What is asked:
Set the records below into a numbered list, one entry per line, with blank lines left out.

════

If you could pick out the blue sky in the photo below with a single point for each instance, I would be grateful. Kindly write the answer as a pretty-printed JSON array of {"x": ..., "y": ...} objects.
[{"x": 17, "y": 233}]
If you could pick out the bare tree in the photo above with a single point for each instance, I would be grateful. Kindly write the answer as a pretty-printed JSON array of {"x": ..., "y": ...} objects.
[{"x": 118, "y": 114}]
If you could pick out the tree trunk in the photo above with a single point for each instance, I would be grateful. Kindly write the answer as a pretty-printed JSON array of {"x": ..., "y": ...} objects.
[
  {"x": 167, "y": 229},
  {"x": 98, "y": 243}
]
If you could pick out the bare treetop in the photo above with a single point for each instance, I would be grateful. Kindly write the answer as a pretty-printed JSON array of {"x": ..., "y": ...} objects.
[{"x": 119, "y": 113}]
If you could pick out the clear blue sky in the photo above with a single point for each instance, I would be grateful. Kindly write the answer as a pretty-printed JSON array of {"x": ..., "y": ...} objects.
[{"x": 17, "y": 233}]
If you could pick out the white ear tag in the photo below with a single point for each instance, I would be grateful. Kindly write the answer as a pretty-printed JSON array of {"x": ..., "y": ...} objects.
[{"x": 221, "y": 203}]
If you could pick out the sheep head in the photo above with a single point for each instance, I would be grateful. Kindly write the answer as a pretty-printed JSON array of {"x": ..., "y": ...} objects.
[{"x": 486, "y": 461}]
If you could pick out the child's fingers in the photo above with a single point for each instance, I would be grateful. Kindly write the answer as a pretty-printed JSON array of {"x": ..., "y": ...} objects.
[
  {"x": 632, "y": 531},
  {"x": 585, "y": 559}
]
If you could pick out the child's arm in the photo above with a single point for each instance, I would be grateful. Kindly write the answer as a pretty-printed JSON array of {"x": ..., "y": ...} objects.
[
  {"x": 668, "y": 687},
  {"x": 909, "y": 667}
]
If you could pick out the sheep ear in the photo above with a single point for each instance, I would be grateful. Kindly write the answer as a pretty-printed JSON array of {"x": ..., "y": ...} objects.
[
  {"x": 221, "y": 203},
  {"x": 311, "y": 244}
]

════

Answer below:
1. If you could pick out the blue sky in the photo below with a single point for each instance, I would be grateful. Kindly write the answer as a pretty-printed JSON array of {"x": ..., "y": ...} objects.
2. [{"x": 17, "y": 233}]
3. If you could pick out the bare tree in the photo above with a single point for each instance, I would be grateful. Kindly write the answer as a pretty-printed JSON array of {"x": ..., "y": ...} objects.
4. [{"x": 118, "y": 114}]
5. If you could pick out the tree trunk in the photo above with a single point for each instance, I would be grateful. Kindly write the answer as a pretty-printed JSON array of {"x": ..., "y": ...} objects.
6. [
7.   {"x": 167, "y": 229},
8.   {"x": 98, "y": 243}
9. ]
10. If you could pick out the bare treetop in the photo above with a single point for each instance, I would be grateful. Kindly write the answer as a pretty-printed JSON array of {"x": ..., "y": ...} objects.
11. [{"x": 119, "y": 113}]
12. If you could pick out the clear blue sky in the photo above with a single point for each instance, I would be grateful. Kindly write the answer as a pretty-printed JSON array of {"x": ..., "y": ...} objects.
13. [{"x": 17, "y": 233}]
14. If you could pick out the white ear tag in the photo below with a single point for each instance, I would be grateful. Kindly write the answer as a pretty-printed JSON array of {"x": ..., "y": ...} objects.
15. [{"x": 221, "y": 203}]
16. If you could pick out the sheep head in the photo above with a single point for each instance, I would be grateful. Kindly write the answer as a pretty-printed JSON array of {"x": ..., "y": ...} objects.
17. [{"x": 486, "y": 461}]
18. If you could pick out the child's fingers in the photo above with a single point for each instance, I would be grateful. Kindly write the answer as a pretty-printed JSON array of {"x": ..., "y": ...} objects.
19. [
20.   {"x": 632, "y": 531},
21.   {"x": 585, "y": 559}
22. ]
23. If you could pick out the child's arm in the photo above with a single point for each instance, I would be grateful. Kindly write the answer as a pretty-printed JSON array of {"x": ..., "y": ...} objects.
24. [
25.   {"x": 668, "y": 687},
26.   {"x": 909, "y": 667}
27. ]
28. If you could pick out the sheep ear in the photo above with a single point for each instance, I would be grateful. Kindly write the answer as a pretty-printed JSON array of {"x": ..., "y": ...} objects.
29. [
30.   {"x": 221, "y": 203},
31.   {"x": 311, "y": 244}
32. ]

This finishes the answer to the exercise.